— start Data supplied —

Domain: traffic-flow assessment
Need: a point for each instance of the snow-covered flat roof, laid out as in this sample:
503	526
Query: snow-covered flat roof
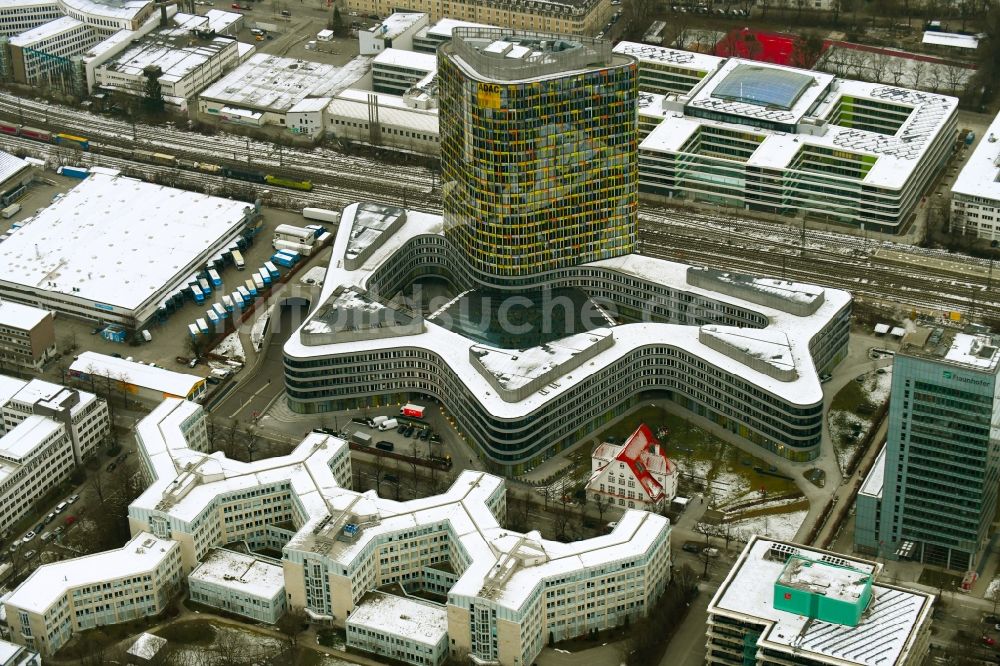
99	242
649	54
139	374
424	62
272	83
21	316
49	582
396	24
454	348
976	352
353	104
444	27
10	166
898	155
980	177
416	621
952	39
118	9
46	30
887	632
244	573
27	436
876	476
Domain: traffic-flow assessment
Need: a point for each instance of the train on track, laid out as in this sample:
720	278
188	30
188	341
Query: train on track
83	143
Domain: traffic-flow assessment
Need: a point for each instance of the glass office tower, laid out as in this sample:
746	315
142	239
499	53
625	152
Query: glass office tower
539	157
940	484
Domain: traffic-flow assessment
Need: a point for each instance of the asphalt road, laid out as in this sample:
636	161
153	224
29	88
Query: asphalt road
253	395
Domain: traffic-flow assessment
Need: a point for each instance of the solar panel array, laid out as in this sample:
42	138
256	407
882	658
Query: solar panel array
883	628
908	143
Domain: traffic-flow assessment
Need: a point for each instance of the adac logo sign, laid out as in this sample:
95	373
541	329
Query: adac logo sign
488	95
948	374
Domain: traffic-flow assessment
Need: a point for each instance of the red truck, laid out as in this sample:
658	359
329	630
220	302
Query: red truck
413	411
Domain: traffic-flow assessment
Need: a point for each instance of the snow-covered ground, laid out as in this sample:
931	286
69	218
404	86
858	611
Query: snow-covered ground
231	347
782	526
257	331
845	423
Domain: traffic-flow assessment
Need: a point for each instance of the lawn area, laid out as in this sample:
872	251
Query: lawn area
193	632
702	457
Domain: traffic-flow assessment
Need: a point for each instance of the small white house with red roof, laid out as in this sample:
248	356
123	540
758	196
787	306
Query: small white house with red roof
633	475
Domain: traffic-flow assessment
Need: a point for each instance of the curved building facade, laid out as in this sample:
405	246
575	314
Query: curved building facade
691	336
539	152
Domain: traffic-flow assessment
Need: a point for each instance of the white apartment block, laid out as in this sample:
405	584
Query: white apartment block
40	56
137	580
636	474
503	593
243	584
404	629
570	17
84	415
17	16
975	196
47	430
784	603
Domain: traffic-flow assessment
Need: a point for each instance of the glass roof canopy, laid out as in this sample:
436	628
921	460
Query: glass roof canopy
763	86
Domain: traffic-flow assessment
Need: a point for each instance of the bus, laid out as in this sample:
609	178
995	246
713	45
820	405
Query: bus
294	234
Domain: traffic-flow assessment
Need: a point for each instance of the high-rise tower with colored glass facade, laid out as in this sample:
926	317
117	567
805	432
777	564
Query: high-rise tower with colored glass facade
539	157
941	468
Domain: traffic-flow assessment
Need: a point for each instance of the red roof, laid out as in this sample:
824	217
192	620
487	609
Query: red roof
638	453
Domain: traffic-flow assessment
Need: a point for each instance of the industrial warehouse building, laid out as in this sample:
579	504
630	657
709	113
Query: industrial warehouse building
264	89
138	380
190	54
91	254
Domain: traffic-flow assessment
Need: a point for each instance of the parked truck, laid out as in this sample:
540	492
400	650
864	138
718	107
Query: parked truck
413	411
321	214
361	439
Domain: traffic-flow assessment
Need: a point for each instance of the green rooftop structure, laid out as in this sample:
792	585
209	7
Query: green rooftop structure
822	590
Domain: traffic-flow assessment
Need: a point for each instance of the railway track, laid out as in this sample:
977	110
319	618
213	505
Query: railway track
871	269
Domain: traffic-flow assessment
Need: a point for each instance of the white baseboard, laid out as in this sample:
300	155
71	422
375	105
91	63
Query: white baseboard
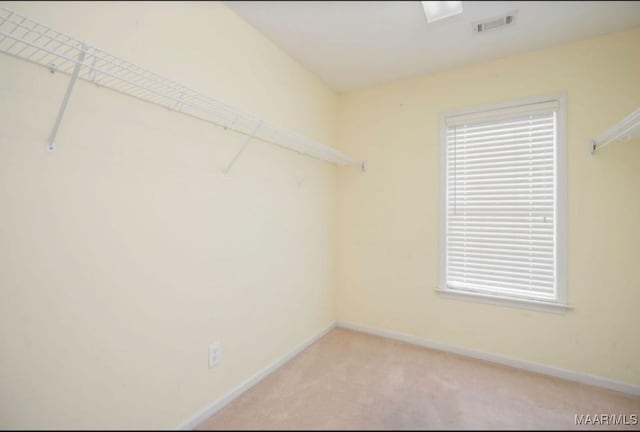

— end Data supplied —

Objective:
All preceding records should be duplicated verbatim, images excepted.

Response for this exercise:
Domain: traffic-flow assessment
Need: a point for each instance of the snow-covered flat roof, laid out as in this sample:
503	526
Query: snow-covered flat roof
99	242
649	54
139	374
424	62
272	83
21	316
49	582
396	24
454	348
976	352
353	104
444	27
10	166
898	155
980	177
416	621
952	39
118	9
46	30
887	632
244	573
27	436
876	476
Domain: traffic-flow assessment
Need: a point for each instance of the train on track, laid out as in this sample:
720	278
188	30
188	341
Query: train on track
83	143
Domain: traffic-flow assessment
Need: a point for each instance of the glass office tower, laid out as in this sample:
746	315
142	239
499	53
625	152
Query: glass office tower
539	157
940	484
Domain: traffic-flow assessment
Need: a point for each instance of the asphalt road, laid out as in this sample:
636	161
153	224
29	88
Query: asphalt road
253	395
Domain: traffic-flow assessment
Need: a point for each instance of the solar panel array, laid out as in this sample:
42	138
256	407
882	658
Query: solar panel array
883	628
908	143
Domain: traffic-flow assessment
Need: a point for each instance of the adac logo sign, laid out as in this sample:
95	373
541	329
Query: adac logo sign
488	95
948	374
Domain: traffic-flow assessment
Need: a point for each instance of the red truck, laid out as in this sample:
658	359
329	630
220	302
Query: red truck
413	411
Domain: traffic-flow assessment
Need: a point for each instance of the snow-covered ground, laid out as in this sample:
931	286
69	218
404	86
858	611
Query: snow-covered ground
231	347
782	526
257	331
845	423
Domain: traffic-flow assessment
Need: a point for each instance of the lawn area, laid out as in this sample:
872	251
Query: lawn area
193	632
702	457
Domain: traffic-flow assessment
Need: a point for each instance of the small white house with red roof, laid out as in this sample:
248	356
123	540
758	196
787	306
Query: small white house with red roof
633	475
Domain: traffic-flow assessment
Need: a point for each instance of the curved building facade, laid out as in this sample:
405	246
575	314
Query: curved building facade
691	336
539	152
Domain: traffic-flow assessment
Need: a point for each instance of the white apartment block, laid out as in this sample:
405	584
Query: white apartment block
40	56
137	580
636	474
503	593
243	584
404	629
570	17
84	415
17	16
975	196
47	430
784	603
Domain: traffic-flow assessment
Need: a point for each instance of the glass roof canopy, laid out as in this sample:
436	628
921	460
Query: glass roof canopy
763	86
Domain: traffic-flow assessment
Need: a point for each instance of the bus, laid out as in this sample:
609	178
995	246
713	45
820	405
Query: bus
294	234
Domain: traffic-flow assessment
Need: a point for each instance of the high-rise tower with colored glass facade, laid out as in this sample:
926	317
117	567
805	432
777	564
Query: high-rise tower with colored glass facade
539	157
941	468
Domain: traffic-flow assessment
Need: a point for each instance of the red roof, laid out as in this sample:
824	217
192	620
487	609
Query: red roof
638	453
Domain: traffic-flow assessment
Need: a point for each instance of the industrial warehouse building, laid out as in this sample:
579	504
630	657
709	113
Query: industrial warehouse building
264	89
138	380
190	54
91	254
Domain: traffic-flow assessment
Need: a point for each instance of the parked truck, laid out as in this sample:
540	492
400	650
864	138
718	107
Query: parked truck
413	411
321	214
361	439
Domain: traffic-flow assessment
Need: a point for each instance of the green rooftop structure, laid out as in this sample:
792	585
209	7
Query: green rooftop structure
822	590
Domain: traffic-flow assessment
Need: a point for each instance of the railway track, laid out as in this sample:
977	110
319	618
213	505
Query: railway track
871	269
Domain: traffic-flow assessment
Need: a point for each instance of the white baseboard, laid out as in this sample:
300	155
71	422
375	105
91	63
Query: white baseboard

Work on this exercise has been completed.